Dataset entries:
* * *
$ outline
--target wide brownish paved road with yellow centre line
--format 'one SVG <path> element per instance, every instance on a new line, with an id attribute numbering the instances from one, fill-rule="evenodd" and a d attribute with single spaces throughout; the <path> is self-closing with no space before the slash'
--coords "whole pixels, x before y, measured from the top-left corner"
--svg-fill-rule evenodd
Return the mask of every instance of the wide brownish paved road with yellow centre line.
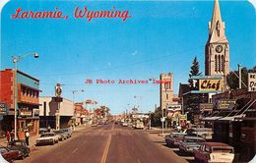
* * *
• _INSTRUCTIONS TO FOLLOW_:
Return an exact transcription of the entries above, excluding each image.

• _WRITTEN RESPONSE_:
$ outline
--target wide brownish paved road with yellow centre line
--format 'one SVG <path> element per instance, every instance on a new line, with an id attribute numbering the instances from one, fill-rule="evenodd" and a d attribute with single spaces throughout; the <path> is self-closing with no space before the slash'
--coords "whole pixels, x before y, measured from the top-left corner"
--svg-fill-rule evenodd
Return the mask of every instance of the wide brownish paved road with yellow centre line.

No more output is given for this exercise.